> Exercise prompt
Rewrite the lines below with each "find" swapped for "locate", keeping everything else the same.

> Input rows
# # # #
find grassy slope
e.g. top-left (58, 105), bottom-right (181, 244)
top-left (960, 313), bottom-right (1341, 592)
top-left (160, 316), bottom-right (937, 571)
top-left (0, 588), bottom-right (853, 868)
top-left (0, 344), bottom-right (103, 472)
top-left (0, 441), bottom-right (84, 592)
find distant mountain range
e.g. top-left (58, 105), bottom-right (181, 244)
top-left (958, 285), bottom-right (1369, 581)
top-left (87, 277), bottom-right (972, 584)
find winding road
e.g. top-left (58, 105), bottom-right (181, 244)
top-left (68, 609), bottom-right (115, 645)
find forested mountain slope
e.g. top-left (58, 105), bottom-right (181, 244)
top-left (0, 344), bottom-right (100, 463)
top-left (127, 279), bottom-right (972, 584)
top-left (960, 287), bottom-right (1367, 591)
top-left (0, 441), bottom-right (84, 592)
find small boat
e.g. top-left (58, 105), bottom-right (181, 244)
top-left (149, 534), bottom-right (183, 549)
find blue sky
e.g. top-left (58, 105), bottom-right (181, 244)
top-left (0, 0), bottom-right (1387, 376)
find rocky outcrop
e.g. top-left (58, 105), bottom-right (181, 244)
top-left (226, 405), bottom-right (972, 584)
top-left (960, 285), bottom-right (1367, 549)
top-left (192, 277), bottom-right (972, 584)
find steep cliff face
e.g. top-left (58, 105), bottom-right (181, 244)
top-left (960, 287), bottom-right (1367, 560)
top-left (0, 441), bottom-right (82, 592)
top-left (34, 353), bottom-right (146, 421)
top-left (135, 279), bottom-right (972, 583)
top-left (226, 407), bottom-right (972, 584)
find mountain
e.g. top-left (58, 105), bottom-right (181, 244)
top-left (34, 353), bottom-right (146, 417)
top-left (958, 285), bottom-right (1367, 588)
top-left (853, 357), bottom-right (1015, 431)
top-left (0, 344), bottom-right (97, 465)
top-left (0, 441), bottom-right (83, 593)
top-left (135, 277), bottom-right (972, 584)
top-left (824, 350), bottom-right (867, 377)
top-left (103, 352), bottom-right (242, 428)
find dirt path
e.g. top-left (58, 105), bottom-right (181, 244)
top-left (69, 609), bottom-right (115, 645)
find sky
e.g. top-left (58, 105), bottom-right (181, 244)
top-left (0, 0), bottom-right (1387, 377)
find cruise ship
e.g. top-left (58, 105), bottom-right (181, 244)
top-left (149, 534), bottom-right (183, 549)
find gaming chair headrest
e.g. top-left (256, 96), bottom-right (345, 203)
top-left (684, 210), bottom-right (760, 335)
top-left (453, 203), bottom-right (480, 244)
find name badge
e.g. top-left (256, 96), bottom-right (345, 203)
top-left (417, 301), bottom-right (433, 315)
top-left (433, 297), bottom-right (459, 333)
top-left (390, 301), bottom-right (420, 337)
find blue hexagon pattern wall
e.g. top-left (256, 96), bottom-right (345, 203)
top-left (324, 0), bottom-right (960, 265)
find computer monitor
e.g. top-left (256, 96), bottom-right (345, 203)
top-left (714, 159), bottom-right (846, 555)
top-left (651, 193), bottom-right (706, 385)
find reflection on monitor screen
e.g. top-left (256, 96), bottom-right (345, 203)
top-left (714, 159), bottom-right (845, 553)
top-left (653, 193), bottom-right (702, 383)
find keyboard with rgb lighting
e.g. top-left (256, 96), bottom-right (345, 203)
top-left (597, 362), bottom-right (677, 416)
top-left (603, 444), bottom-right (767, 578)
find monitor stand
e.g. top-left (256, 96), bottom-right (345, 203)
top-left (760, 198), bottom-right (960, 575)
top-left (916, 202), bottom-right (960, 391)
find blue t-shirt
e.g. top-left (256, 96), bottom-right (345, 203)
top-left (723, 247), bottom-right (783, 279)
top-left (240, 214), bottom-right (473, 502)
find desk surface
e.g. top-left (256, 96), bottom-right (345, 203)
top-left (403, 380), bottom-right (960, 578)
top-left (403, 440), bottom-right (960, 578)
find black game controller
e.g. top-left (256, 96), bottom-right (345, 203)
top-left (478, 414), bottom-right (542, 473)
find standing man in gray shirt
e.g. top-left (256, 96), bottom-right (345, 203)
# # # #
> Task response
locate grassy slope
e.g. top-left (58, 105), bottom-right (181, 244)
top-left (960, 313), bottom-right (1341, 592)
top-left (160, 316), bottom-right (937, 571)
top-left (0, 588), bottom-right (853, 868)
top-left (0, 344), bottom-right (103, 472)
top-left (0, 441), bottom-right (84, 592)
locate distant mountain range
e.g. top-left (58, 105), bottom-right (181, 244)
top-left (958, 285), bottom-right (1369, 581)
top-left (87, 277), bottom-right (972, 584)
locate winding road
e.g. top-left (58, 105), bottom-right (181, 244)
top-left (68, 609), bottom-right (115, 645)
locate forested mountain slope
e.g. top-left (58, 105), bottom-right (181, 244)
top-left (0, 344), bottom-right (100, 463)
top-left (127, 279), bottom-right (972, 584)
top-left (960, 287), bottom-right (1367, 591)
top-left (0, 441), bottom-right (84, 592)
locate small boat
e.g. top-left (58, 105), bottom-right (181, 244)
top-left (149, 534), bottom-right (183, 549)
locate blue sky
e.g. top-left (58, 105), bottom-right (181, 244)
top-left (0, 0), bottom-right (1387, 376)
locate rocky outcrop
e.g. top-left (58, 105), bottom-right (181, 244)
top-left (226, 405), bottom-right (972, 584)
top-left (960, 285), bottom-right (1367, 549)
top-left (192, 277), bottom-right (972, 584)
locate steep cliff face
e.g. top-left (58, 105), bottom-right (181, 244)
top-left (960, 287), bottom-right (1367, 560)
top-left (0, 441), bottom-right (82, 592)
top-left (34, 353), bottom-right (146, 421)
top-left (135, 279), bottom-right (972, 583)
top-left (226, 407), bottom-right (972, 584)
locate mountain
e.g. top-left (58, 105), bottom-right (181, 244)
top-left (34, 353), bottom-right (146, 417)
top-left (958, 285), bottom-right (1367, 588)
top-left (853, 357), bottom-right (1015, 431)
top-left (0, 344), bottom-right (97, 465)
top-left (0, 441), bottom-right (83, 593)
top-left (135, 277), bottom-right (972, 584)
top-left (824, 350), bottom-right (867, 377)
top-left (103, 352), bottom-right (242, 428)
locate dirt path
e.g. top-left (58, 105), bottom-right (181, 244)
top-left (69, 609), bottom-right (115, 645)
locate sky
e.g. top-left (58, 105), bottom-right (181, 244)
top-left (0, 0), bottom-right (1387, 377)
locate cruise ship
e.g. top-left (58, 105), bottom-right (181, 244)
top-left (149, 534), bottom-right (183, 549)
locate gaming chair headrest
e.g. top-left (256, 96), bottom-right (345, 203)
top-left (684, 210), bottom-right (760, 335)
top-left (453, 203), bottom-right (480, 244)
locate name badge
e.g. top-left (256, 96), bottom-right (345, 203)
top-left (417, 301), bottom-right (433, 315)
top-left (433, 297), bottom-right (459, 333)
top-left (390, 301), bottom-right (420, 337)
locate blue hexagon pattern wall
e.g. top-left (256, 96), bottom-right (345, 203)
top-left (324, 0), bottom-right (960, 265)
locate computer monitor
e.g. top-left (256, 96), bottom-right (345, 203)
top-left (714, 159), bottom-right (846, 555)
top-left (651, 193), bottom-right (706, 385)
locate reflection on monitor screen
e.g. top-left (256, 96), bottom-right (345, 203)
top-left (714, 159), bottom-right (845, 553)
top-left (653, 193), bottom-right (702, 383)
locate keyboard with rgb lighting
e.g. top-left (256, 96), bottom-right (345, 203)
top-left (597, 362), bottom-right (677, 416)
top-left (603, 444), bottom-right (767, 578)
locate monitor stand
e.g. top-left (256, 96), bottom-right (345, 203)
top-left (760, 198), bottom-right (960, 575)
top-left (916, 202), bottom-right (960, 391)
locate blue t-shirt
e.g. top-left (256, 96), bottom-right (345, 203)
top-left (723, 247), bottom-right (783, 279)
top-left (240, 214), bottom-right (473, 502)
locate desk surface
e.g. top-left (256, 96), bottom-right (345, 203)
top-left (403, 380), bottom-right (960, 578)
top-left (403, 440), bottom-right (960, 578)
locate black game controller
e.g. top-left (256, 96), bottom-right (345, 203)
top-left (478, 414), bottom-right (542, 473)
locate standing man in gray shirt
e.g. top-left (256, 96), bottom-right (345, 203)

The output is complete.